--- start Available records ---

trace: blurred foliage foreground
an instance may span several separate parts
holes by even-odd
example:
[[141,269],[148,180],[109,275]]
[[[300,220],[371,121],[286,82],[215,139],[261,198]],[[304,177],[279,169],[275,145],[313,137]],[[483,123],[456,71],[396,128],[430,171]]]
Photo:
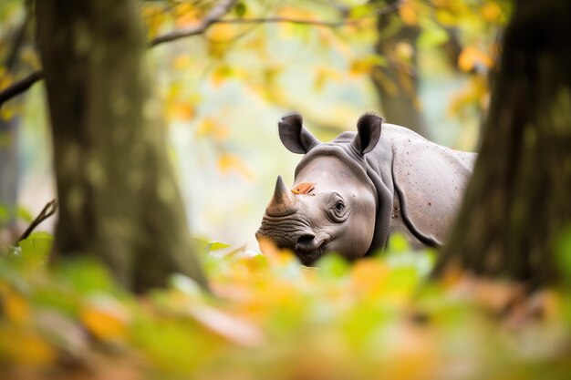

--- end Available records ---

> Request: Copy each of the rows above word for word, leaving the pictures out of your answer.

> Answer to this exercise:
trace: blurred foliage foreground
an instance may span several separate parts
holes by even-odd
example:
[[141,269],[148,180],[109,275]]
[[[300,220],[371,121],[286,82],[215,139],[261,198]],[[304,177],[279,169],[275,145],[313,137]],[[483,123],[456,71],[396,128],[430,171]]]
Photo:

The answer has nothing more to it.